DATA PROVIDED START

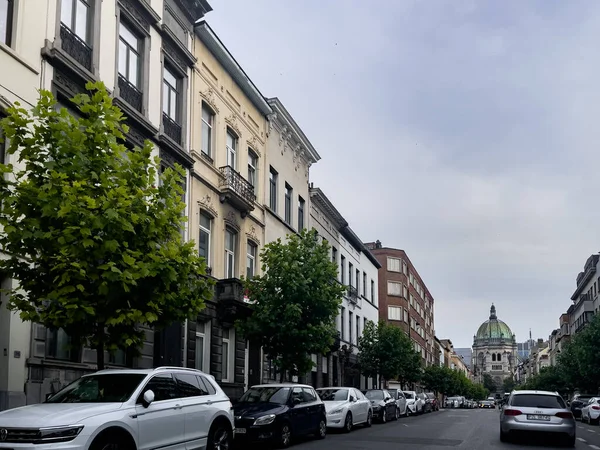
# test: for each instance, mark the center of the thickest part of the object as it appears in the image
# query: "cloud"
(463, 132)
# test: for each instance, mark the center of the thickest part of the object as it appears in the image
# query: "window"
(289, 193)
(350, 326)
(129, 56)
(75, 15)
(393, 264)
(227, 355)
(6, 21)
(394, 288)
(300, 213)
(204, 242)
(208, 119)
(394, 313)
(230, 244)
(252, 166)
(251, 259)
(171, 95)
(231, 147)
(273, 189)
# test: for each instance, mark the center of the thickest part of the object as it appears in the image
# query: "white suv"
(125, 410)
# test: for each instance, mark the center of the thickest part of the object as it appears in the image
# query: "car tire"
(285, 435)
(219, 437)
(369, 421)
(348, 423)
(321, 432)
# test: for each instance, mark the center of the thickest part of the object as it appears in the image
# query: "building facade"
(494, 350)
(143, 53)
(405, 300)
(358, 270)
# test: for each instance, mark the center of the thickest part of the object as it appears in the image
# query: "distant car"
(383, 404)
(590, 412)
(346, 407)
(578, 402)
(278, 413)
(537, 412)
(400, 401)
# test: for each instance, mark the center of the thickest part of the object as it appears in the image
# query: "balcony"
(76, 47)
(132, 95)
(236, 191)
(172, 129)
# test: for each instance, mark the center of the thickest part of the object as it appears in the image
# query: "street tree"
(91, 236)
(295, 301)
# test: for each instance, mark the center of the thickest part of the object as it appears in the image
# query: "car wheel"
(369, 421)
(348, 423)
(322, 430)
(219, 438)
(285, 435)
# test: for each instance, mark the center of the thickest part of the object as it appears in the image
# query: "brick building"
(404, 299)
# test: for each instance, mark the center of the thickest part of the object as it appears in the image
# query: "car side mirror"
(148, 398)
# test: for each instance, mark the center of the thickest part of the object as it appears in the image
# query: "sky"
(464, 132)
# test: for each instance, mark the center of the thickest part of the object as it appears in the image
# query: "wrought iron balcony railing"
(76, 47)
(236, 190)
(132, 95)
(172, 128)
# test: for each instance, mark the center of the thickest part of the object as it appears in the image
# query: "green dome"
(493, 329)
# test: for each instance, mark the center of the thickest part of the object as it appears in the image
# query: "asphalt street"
(460, 429)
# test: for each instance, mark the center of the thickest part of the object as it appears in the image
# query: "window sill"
(11, 52)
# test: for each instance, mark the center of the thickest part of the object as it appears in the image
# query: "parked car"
(590, 412)
(153, 408)
(577, 402)
(400, 401)
(432, 400)
(427, 407)
(383, 404)
(535, 412)
(278, 413)
(414, 404)
(346, 407)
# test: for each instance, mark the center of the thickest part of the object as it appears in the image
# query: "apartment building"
(405, 300)
(358, 270)
(142, 51)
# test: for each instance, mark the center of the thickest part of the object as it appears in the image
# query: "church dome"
(493, 330)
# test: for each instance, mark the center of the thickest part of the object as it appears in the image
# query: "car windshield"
(276, 394)
(333, 395)
(374, 395)
(108, 388)
(538, 401)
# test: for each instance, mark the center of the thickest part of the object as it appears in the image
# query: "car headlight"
(265, 420)
(59, 434)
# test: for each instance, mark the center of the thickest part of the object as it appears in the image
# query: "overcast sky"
(464, 132)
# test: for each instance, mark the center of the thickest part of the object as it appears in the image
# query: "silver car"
(536, 412)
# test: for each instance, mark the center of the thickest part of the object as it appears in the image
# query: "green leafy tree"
(95, 245)
(297, 300)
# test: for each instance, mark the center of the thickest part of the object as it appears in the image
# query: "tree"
(296, 301)
(95, 245)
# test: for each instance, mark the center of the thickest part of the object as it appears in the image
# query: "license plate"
(537, 417)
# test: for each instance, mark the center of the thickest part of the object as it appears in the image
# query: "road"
(476, 429)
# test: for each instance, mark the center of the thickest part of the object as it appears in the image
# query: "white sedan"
(590, 412)
(346, 407)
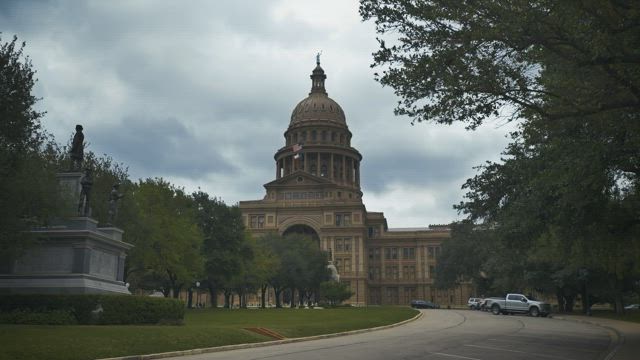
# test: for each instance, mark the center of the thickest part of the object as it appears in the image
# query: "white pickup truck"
(518, 303)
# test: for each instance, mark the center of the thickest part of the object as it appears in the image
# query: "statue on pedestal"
(85, 193)
(77, 149)
(334, 272)
(114, 196)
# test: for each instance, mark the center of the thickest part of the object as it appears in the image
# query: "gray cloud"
(201, 95)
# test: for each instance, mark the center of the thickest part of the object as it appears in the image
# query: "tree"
(166, 236)
(464, 257)
(465, 60)
(302, 266)
(564, 197)
(225, 245)
(28, 157)
(265, 265)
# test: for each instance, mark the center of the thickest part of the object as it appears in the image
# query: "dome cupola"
(318, 106)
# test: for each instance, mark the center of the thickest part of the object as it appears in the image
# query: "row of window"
(317, 136)
(343, 265)
(342, 244)
(341, 219)
(407, 253)
(393, 272)
(302, 195)
(256, 221)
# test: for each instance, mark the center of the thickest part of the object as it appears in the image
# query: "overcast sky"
(200, 93)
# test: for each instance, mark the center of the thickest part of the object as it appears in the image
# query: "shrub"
(334, 292)
(54, 317)
(91, 309)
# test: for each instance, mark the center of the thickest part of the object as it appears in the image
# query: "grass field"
(202, 328)
(629, 315)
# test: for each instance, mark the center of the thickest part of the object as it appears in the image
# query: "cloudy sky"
(200, 93)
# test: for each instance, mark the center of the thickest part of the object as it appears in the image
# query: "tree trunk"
(213, 293)
(263, 296)
(190, 298)
(277, 292)
(176, 291)
(226, 300)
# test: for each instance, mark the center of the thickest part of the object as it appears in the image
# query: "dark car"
(421, 304)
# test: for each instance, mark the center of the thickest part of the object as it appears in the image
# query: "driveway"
(450, 335)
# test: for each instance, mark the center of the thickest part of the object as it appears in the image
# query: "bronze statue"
(114, 196)
(85, 193)
(77, 149)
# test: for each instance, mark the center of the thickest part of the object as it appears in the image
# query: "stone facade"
(316, 192)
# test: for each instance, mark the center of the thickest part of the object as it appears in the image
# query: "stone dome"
(318, 106)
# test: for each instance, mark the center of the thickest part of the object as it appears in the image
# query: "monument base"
(75, 257)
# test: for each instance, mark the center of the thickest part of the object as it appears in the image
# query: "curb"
(617, 338)
(259, 344)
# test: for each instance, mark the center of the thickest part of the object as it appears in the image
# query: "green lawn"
(629, 315)
(203, 328)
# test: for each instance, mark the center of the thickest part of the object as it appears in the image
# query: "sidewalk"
(627, 344)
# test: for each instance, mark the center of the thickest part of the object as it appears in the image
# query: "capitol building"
(316, 192)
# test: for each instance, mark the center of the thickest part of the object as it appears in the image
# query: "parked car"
(518, 303)
(421, 304)
(485, 305)
(474, 303)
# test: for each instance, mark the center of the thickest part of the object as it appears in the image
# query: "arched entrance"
(303, 230)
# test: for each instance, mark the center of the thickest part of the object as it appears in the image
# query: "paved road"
(449, 335)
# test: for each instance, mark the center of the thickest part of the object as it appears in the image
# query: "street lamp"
(197, 293)
(583, 274)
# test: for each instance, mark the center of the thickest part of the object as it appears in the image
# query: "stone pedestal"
(76, 257)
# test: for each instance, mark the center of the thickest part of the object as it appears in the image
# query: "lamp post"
(197, 293)
(583, 274)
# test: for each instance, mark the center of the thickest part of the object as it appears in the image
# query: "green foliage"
(166, 237)
(464, 61)
(335, 292)
(564, 199)
(28, 187)
(53, 317)
(90, 309)
(302, 265)
(225, 249)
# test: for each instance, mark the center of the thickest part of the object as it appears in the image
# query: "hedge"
(89, 309)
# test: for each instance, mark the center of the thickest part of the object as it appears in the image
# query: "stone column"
(305, 163)
(344, 169)
(331, 174)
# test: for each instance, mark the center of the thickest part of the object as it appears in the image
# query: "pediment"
(298, 179)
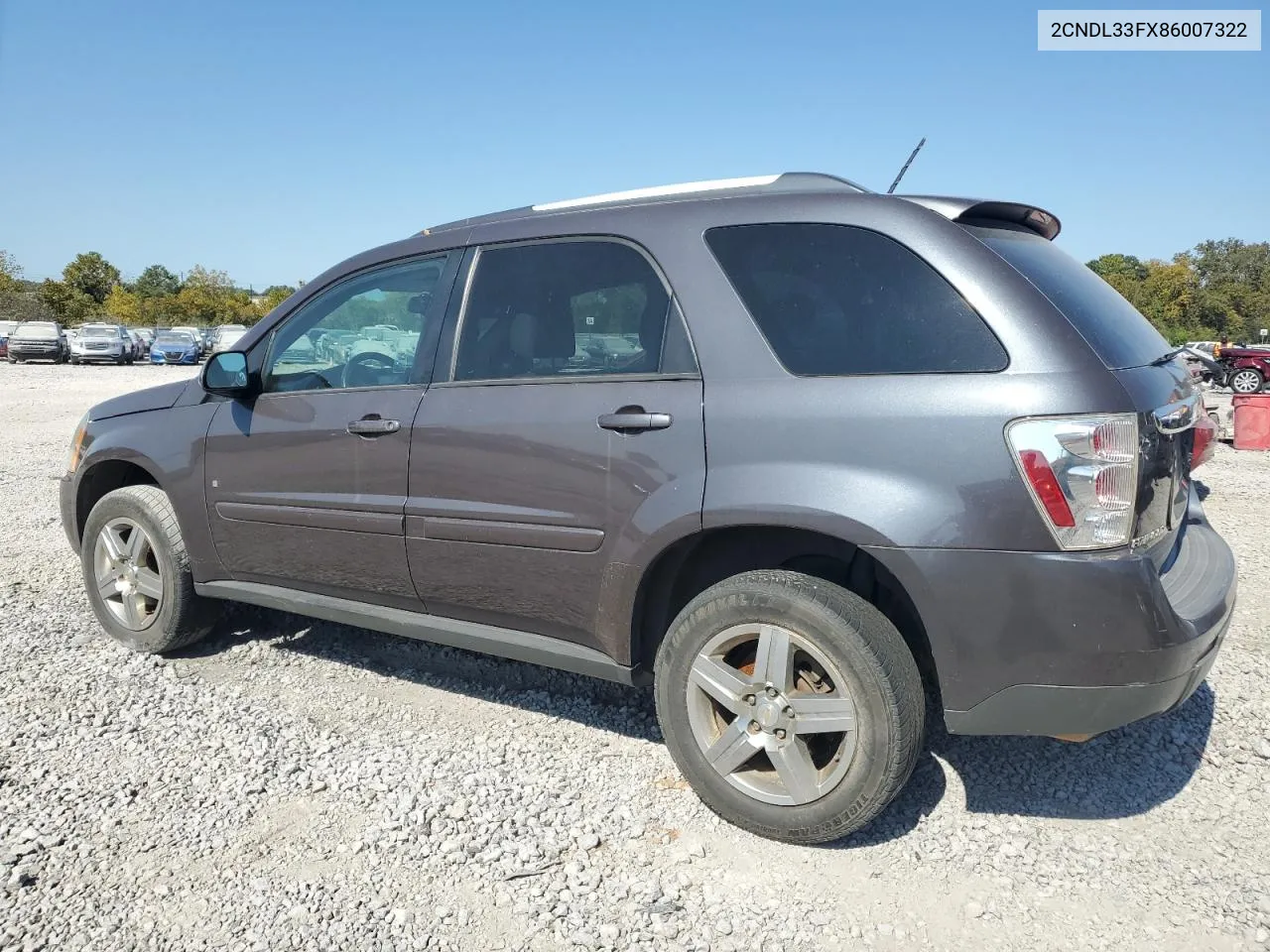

DATA PROVIDED END

_BRIEF_: Excluding every picture, write out each record word for word.

_WRITTEN ANSWER_:
# test: for each instance, mark the center of the thickest part of the object as it appears in the image
# query: "cloud"
(463, 132)
# test: for each instance, mark the center of the thickest part of the object as it appears in the image
# query: "window"
(289, 193)
(350, 326)
(129, 56)
(75, 15)
(393, 264)
(227, 355)
(6, 21)
(394, 288)
(300, 213)
(204, 242)
(208, 119)
(394, 313)
(230, 244)
(252, 166)
(251, 259)
(171, 95)
(231, 147)
(273, 189)
# test: for each instance, mark the center of the thickest part of the object as it appears in the image
# query: "white suv"
(125, 410)
# test: for each instance, mark the center of the thickest part of the object as it appears in the image
# query: "car tire"
(285, 435)
(219, 437)
(369, 421)
(348, 423)
(321, 432)
# test: for each instance, mark the center of the thickest part of the object as it appears in the image
# query: "building facade"
(494, 350)
(143, 53)
(405, 300)
(358, 270)
# test: for each instance, mark the center of the thickest part of the object as it appears in the image
# query: "distant car"
(383, 404)
(590, 412)
(346, 407)
(578, 402)
(278, 413)
(537, 412)
(400, 401)
# test: for each instance, mark the center of the thickest part of the object as it appears in the image
# query: "balcony"
(76, 47)
(132, 95)
(236, 191)
(172, 129)
# test: for each instance, mark the center of the thickest part of the object as it appears in the image
# query: "street tree"
(91, 236)
(295, 301)
# test: for each instance, mark the center of the thickest part of the object as it appears in the image
# query: "car wheel"
(369, 421)
(348, 423)
(322, 430)
(219, 438)
(285, 435)
# test: for each instance, mark the center of the thickest part of the object as it appears in the image
# query: "brick building"
(404, 299)
# test: for each instance, mark the center of the thickest part of the object as it appears in the image
# query: "car side mirror"
(148, 398)
# test: for each instance, mark the center of the thickest part of the object as it appears in the image
# query: "sky"
(464, 132)
# test: for each instance, mark the center of the thickest part of the object as it appears in the image
# query: "wrought iron balcony railing"
(76, 47)
(236, 190)
(132, 95)
(172, 128)
# test: for each instance, mark the center of the thickest part of the object as it appears in the image
# query: "green dome"
(493, 329)
# test: for each instance, mark the center of the thickest part of the object as it appears in the image
# query: "asphalt street"
(460, 429)
# test: for each instance, mark the center of the thickest part of the object as it appears in the image
# query: "window sill"
(11, 52)
# test: for each instance, mark the center of the thickest part of the object as it appears in the image
# query: "parked car"
(590, 412)
(153, 408)
(577, 402)
(400, 401)
(432, 400)
(427, 407)
(383, 404)
(535, 412)
(278, 413)
(414, 404)
(346, 407)
# test: for each instance, mark the center of the thickest part of the object as it appears in the image
# query: "apartment building"
(405, 300)
(358, 270)
(142, 51)
# test: for each instance, mark the center of the thickest part of the object as it appears in the image
# query: "church dome"
(493, 330)
# test: for each instance, mark the center of the thickest part of the object as it appears in the image
# query: "car windshield"
(276, 394)
(333, 395)
(374, 395)
(108, 388)
(538, 401)
# test: for each instance, mark the center of the thickest part of the object as it appears in the image
# query: "car headlight"
(265, 420)
(59, 434)
# test: for each instance, mark the center of the thickest part of the object as it appears in the image
# query: "overcast sky"
(464, 132)
# test: for each instance, mark the center of the thickest part of the object as it appears in the image
# query: "silver car"
(536, 412)
# test: for each instance, mark the center of the thickest part of the object as it appears in the image
# query: "green leafy tree"
(95, 245)
(297, 300)
# test: for each instance, mark the center of the thickest part of the object as it appears in the image
# query: "tree"
(296, 301)
(95, 245)
# test: for each instance, mark the center of the thickest part of the object as it appears in the image
# query: "license plate"
(537, 417)
# test: for each instance, mark the center of the thickest part of the object as it appears in the image
# query: "road"
(476, 429)
# test: for each instance, mark the center of the thickest part of the object as it appears in the image
# query: "white sedan"
(590, 412)
(346, 407)
# test: for each instance, mark the center of the thickest part of the object as it appears in the image
# query: "white pickup truck"
(518, 303)
# test: for each instance, mark the center of the thickest part of the object as it appears in the image
# query: "statue on pedestal"
(85, 193)
(77, 149)
(334, 272)
(114, 196)
# test: for each instance, mark the center of the thickest part of the object as it appears in the image
# query: "gray cloud"
(201, 95)
# test: for each instance, mark the center of the thickest part of the object as it appears in the image
# query: "tree"
(166, 236)
(464, 257)
(465, 60)
(302, 266)
(564, 197)
(225, 245)
(28, 157)
(265, 265)
# test: for each instance, mark the center of the thickest part of the object as it appears in the image
# query: "dome cupola"
(318, 106)
# test: for each instance, mark the center of the thickest part of the object as it appears in the image
# query: "row of window"
(317, 136)
(343, 265)
(342, 244)
(341, 219)
(407, 253)
(393, 272)
(302, 195)
(256, 221)
# test: for each instance, mark the center of the thickest part of the object as it appears in the image
# query: "overcast sky"
(200, 93)
# test: for each instance, mark the center of the thickest part of the object as it appears in the image
# query: "shrub"
(334, 292)
(54, 317)
(91, 309)
# test: for each instance, mark the center of the thickest part of the object as it appears in the image
# query: "grass field"
(202, 328)
(629, 315)
# test: for each instance, mark the center of the thickest part of the object as it appears in the image
# query: "cloudy sky"
(200, 93)
# test: for each instance, mark the center of the thickest part of the object as it appears in the image
# query: "tree trunk"
(213, 293)
(263, 296)
(190, 298)
(277, 292)
(176, 291)
(226, 300)
# test: for each instance, mark the center of the thickest part of the object as it appears in the image
# query: "dark car"
(421, 304)
# test: for each instance, mark the center of the thickest part of the object as it appears in the image
# query: "driveway"
(450, 335)
# test: for each instance, mark the center of the thickest part of the object as it appears in the image
# query: "bronze statue"
(114, 196)
(85, 193)
(77, 149)
# test: for each instance, mark the center of the thickest part of the object as it appears in the image
# query: "stone facade"
(316, 192)
# test: for each instance, mark the center of the thickest part of the object as it appears in the image
# query: "stone dome"
(318, 106)
# test: for each instance, mark the center of the thickest part of the object as it appears in the image
# query: "monument base"
(75, 257)
# test: for each instance, mark the center of the thickest part of the object as it appears in the image
# query: "curb"
(617, 338)
(259, 344)
# test: for each instance, mark the center of the thickest part of the object as it appears in the image
# query: "green lawn"
(629, 315)
(203, 328)
# test: for each instance, mark the center of the thickest part of the object as it appears in the image
# query: "sidewalk"
(627, 344)
# test: for each instance, mark the center of the thickest part of the object as it appears in the image
# query: "capitol building"
(316, 192)
# test: for each instance, mark the center of the thickest part of the object as it appears in the image
# query: "parked car"
(518, 303)
(421, 304)
(485, 305)
(474, 303)
# test: for each instance, mark the center of the thickest part of the object as it appears in the image
# query: "arched entrance"
(303, 230)
# test: for each instance, mark the center of the thickest part of the object as it appears in the image
# query: "paved road"
(449, 335)
# test: for each instance, mark the center of the thickest part of the object as it appears in the image
# query: "street lamp"
(197, 293)
(583, 274)
# test: for each instance, mark the center of the thickest part of the object as it appears in the image
# query: "stone pedestal"
(76, 257)
# test: for each instance, mark the center of the thickest part of the object as it appears in the image
# query: "lamp post"
(197, 293)
(583, 274)
# test: for each instance, mark the center of the thickest part of the object as it appears in the image
# query: "green foliage"
(166, 237)
(464, 61)
(335, 292)
(564, 199)
(28, 187)
(53, 317)
(90, 309)
(302, 265)
(225, 249)
# test: for each instance, mark the center of the thickest part of the object as it appears in the image
# query: "hedge"
(89, 309)
# test: for each instance, mark the center of the thickest part of the object as it appears in the image
# query: "stone column"
(305, 163)
(344, 169)
(331, 174)
# test: for each instance, mark the center of the thickest part of the object as it appears in the image
# query: "pediment"
(298, 179)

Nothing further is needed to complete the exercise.